* GOAL 1
Reproduce the DeSoto ISD Cinco de Mayo announcement word for word, starting with "DeSoto Independent School" and going on through "School’s Nickels Auditorium.".
* GOAL 2
Extend the announcement about DeSoto ISD's Cinco de Mayo celebration, picking up after its final sentence.

DeSoto ISD to Host Cinco De Mayo Celebration

DeSoto ISD to host Cinco De Mayo Celebration
Posted on 04/28/2023
DeSoto ISD to Host Cinco De Mayo Celebration

DeSoto Independent School District’s Emergent Bilingual and Languages Other Than English program will host a night of performances dedicated to sharing cultural awareness and exposure through performances related to the observance of Cinco de Mayo from 5:30 - 7pm on Thursday, May 4, 2023, at the DeSoto High School’s Nickels Auditorium.

The free event is an opportunity to celebrate diversity and honor traditions associated with Hispanic or Spanish-speaking students of Mexican heritage. The program will feature choral songs, dance, and poetic and historical readings performed by students which are reflective of Spanish culture and Cinco de Mayo. Songs selected to be featured during the event include:

  • De Colores

  • La Boda de Huitlacoche

  • La Gosadera by Gente de Zona

  • El Torro de Mambo

  • La Bamba

  • Baile de la Loba

  • Como La Flor

  • In the Heights

  • Merenge 

  • Various poetry readings

  • A historical reading regarding the significance of Cinco de Mayo

The first iteration of this program took place last year, during the 2021-2022 academic year, and was held at Cockrell Hill Elementary and Frank Moates Elementary. This year’s event will include performances from students in pre-kindergarten through 12th grade including selected readings from this year’s Class of 2023 Salutatorian Anay Landeros.

* COLLECTED MATERIAL
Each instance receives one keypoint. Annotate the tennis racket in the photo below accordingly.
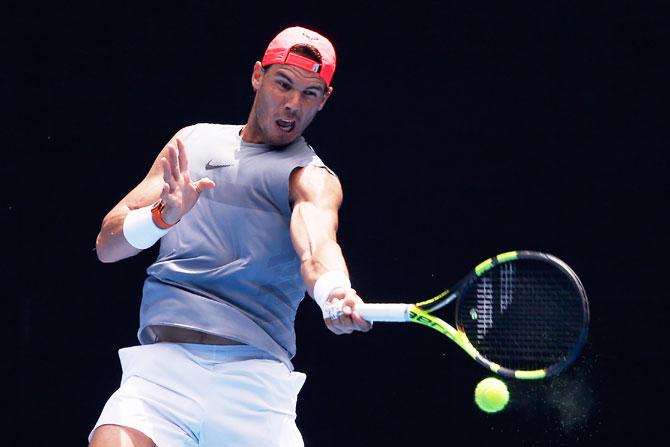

* FINAL ANSWER 1
DeSoto Independent School District’s Emergent Bilingual and Languages Other Than English program will host a night of performances dedicated to sharing cultural awareness and exposure through performances related to the observance of Cinco de Mayo from 5:30 - 7pm on Thursday, May 4, 2023, at the DeSoto High School’s Nickels Auditorium.

* FINAL ANSWER 2
About Cinco de Mayo

Cinco de Mayo (pronounced  [ˈsiŋko ðe ˈmaʝo] in Mexico, Spanish for "Fifth of May") is a yearly celebration held on May 5, which commemorates the anniversary of Mexico's victory over the Second French Empire at the Battle of Puebla in 1862, led by General Ignacio Zaragoza, a native Texan since Coahulil was part of Mexico. The victory over the French army was a morale boost for the Mexicans. Zaragoza died months after the battle from an illness, and a larger French force ultimately defeated the Mexican army at the Second Battle of Puebla and occupied Mexico City. At the opening of the French chambers in January 1866, Napoleon III announced that he would withdraw French troops from Mexico. In reply to a French request for American neutrality, the American Secretary of State William H. Seward replied that French withdrawal from Mexico should be unconditional.

Cinco de Mayo has become associated with the celebration of Mexican-American culture. Celebrations began in California, where they have been observed annually since 1863. The day gained nationwide popularity beyond those of Mexican-American heritage in the 1980s due to advertising campaigns by beer, wine, and tequila companies; today, Cinco de Mayo generates beer sales on par with the Super Bowl. In Mexico, the commemoration of the battle continues to be mostly ceremonial, such as through military parades or battle reenactments. The city of Puebla marks the event with various festivals and reenactments of the battle.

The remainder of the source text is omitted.